Given information:

=== Begin Enclosure ===

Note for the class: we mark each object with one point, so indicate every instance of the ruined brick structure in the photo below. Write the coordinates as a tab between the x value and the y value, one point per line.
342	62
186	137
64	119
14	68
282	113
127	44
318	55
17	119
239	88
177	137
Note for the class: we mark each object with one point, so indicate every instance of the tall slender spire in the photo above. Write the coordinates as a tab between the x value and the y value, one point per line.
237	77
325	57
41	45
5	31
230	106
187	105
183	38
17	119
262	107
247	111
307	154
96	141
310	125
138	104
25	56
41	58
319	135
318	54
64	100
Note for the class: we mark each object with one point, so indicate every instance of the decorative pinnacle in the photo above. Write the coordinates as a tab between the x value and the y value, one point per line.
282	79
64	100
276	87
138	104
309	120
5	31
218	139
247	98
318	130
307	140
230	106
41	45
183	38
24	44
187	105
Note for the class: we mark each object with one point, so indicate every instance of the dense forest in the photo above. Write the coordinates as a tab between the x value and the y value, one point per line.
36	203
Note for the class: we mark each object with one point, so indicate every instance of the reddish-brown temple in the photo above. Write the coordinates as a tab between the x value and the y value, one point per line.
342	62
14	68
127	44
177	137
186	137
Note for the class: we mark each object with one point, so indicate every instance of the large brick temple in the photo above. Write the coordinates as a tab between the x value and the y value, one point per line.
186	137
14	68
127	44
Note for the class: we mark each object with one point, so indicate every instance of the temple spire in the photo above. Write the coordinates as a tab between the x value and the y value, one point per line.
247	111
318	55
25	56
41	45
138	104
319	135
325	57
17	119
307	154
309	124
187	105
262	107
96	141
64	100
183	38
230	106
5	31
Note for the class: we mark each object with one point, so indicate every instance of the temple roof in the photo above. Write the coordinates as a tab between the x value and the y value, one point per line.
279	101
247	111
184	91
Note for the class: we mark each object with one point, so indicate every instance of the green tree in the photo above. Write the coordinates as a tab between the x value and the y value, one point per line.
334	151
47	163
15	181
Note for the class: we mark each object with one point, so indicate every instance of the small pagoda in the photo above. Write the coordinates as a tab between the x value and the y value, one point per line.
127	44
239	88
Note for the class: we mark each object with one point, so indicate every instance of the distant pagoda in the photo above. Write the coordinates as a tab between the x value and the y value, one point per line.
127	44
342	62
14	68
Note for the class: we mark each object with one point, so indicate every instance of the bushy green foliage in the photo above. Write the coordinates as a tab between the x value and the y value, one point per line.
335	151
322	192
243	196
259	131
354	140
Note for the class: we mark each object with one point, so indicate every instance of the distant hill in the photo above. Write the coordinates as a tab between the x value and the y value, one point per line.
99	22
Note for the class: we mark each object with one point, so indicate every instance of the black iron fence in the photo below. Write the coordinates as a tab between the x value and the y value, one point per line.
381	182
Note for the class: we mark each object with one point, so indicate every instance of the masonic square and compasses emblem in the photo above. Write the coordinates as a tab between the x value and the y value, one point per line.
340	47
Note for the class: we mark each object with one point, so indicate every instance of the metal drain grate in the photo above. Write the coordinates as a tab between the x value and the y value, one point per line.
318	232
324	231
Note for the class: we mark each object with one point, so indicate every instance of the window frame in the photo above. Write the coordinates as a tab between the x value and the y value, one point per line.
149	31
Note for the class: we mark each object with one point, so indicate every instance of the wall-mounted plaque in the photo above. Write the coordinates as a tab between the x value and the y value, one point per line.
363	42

=== End Enclosure ===

Work to be completed: Once you have read the listing above, set it down again without alteration.

Task result:
Note for the class: we mark each object with one point, so indicate every instance of the ruined brick structure in the photo below. Write the coordinates as a tab between the x value and the y value, one point per line.
342	62
186	137
64	119
14	68
282	113
127	44
318	55
17	119
239	88
177	137
Note for the class: we mark each object with one point, so indicate every instance of the tall slender spire in the photo above. Write the coordinates as a tab between the x value and the y value, one point per line.
237	77
325	57
41	45
5	31
230	106
187	105
183	38
17	119
262	107
247	111
307	154
96	141
310	125
138	104
25	56
41	58
319	135
318	54
64	100
Note for the class: we mark each object with one point, so indicate every instance of the decorative pinnacle in the photo above. Write the coordinates as a tab between the x value and the y value, one point per line.
282	79
64	100
276	87
138	104
309	120
5	31
218	139
247	98
318	130
307	140
230	106
41	45
183	38
24	44
187	105
Note for the class: we mark each object with one point, so indicate every instance of the dense forest in the photo above. Write the coordinates as a tab between the x value and the y value, one point per line.
36	203
Note for the class: we mark each object with one point, so indicate every instance of the reddish-brown temple in the photo above. Write the coordinates as a tab between the x value and the y value, one point per line.
342	62
14	68
127	44
177	137
186	137
Note for the class: we mark each object with one point, so indicate every instance of the large brick temple in the photo above. Write the coordinates as a tab between the x value and the y value, one point per line.
186	137
14	68
127	44
Note for the class: we mark each object with one point, so indicate every instance of the temple spire in the photo above. Write the coordinates as a tab between the x value and the y value, one point per line.
247	111
318	55
25	56
41	45
138	104
319	135
325	57
17	119
307	154
309	124
187	105
262	107
96	141
64	100
183	38
230	106
5	31
Note for the class: we mark each object with one point, so indicate every instance of the temple roof in the photo above. Write the coordinates as a tab between the x value and the y value, one point per line.
279	101
247	111
184	91
Note for the class: we mark each object with one point, so indicate every instance of the green tree in the photo above. Write the coordinates as a tab between the x value and the y value, one point per line.
334	151
47	163
15	181
Note for the class: we mark each object with one point, so indicate every instance of the small pagoda in the photo above. Write the coordinates as a tab between the x value and the y value, one point per line.
127	44
239	88
Note for the class: we mark each object with one point, so indicate every instance of the distant pagoda in the photo above. Write the coordinates as a tab between the x value and the y value, one point per line.
127	44
342	62
14	68
Note for the class: we mark each object with one point, so indicate every instance of the bushy green foliage in the photo above. Write the coordinates as a tab between the x value and the y value, one point per line.
335	151
322	192
243	196
259	131
354	140
Note for the class: we mark each object with one point, so indicate every instance of the distant hill in the photo above. Write the coordinates as a tab between the x value and the y value, one point per line.
99	22
Note for the class: we mark each object with one point, so indicate every instance of the black iron fence in the photo below. Write the coordinates as a tab between the x value and the y value, one point per line.
381	182
Note for the class: we mark each object with one point, so indicate every instance of the masonic square and compasses emblem in the photo above. Write the coordinates as a tab between the x value and the y value, one point per line.
340	47
Note for the class: we mark each object with one point, so indicate every instance of the metal drain grate in the photo above. Write the coordinates as a tab between the x value and the y value, one point per line.
318	232
324	231
Note for the class: we mark each object with one point, so indicate every instance of the window frame in the photo above. Write the coordinates as a tab between the x value and the y value, one point per line.
149	31
Note for the class: we mark each object with one point, so indicate every instance of the wall-mounted plaque in the photo above. Write the coordinates as a tab between the x value and the y value, one point per line.
363	42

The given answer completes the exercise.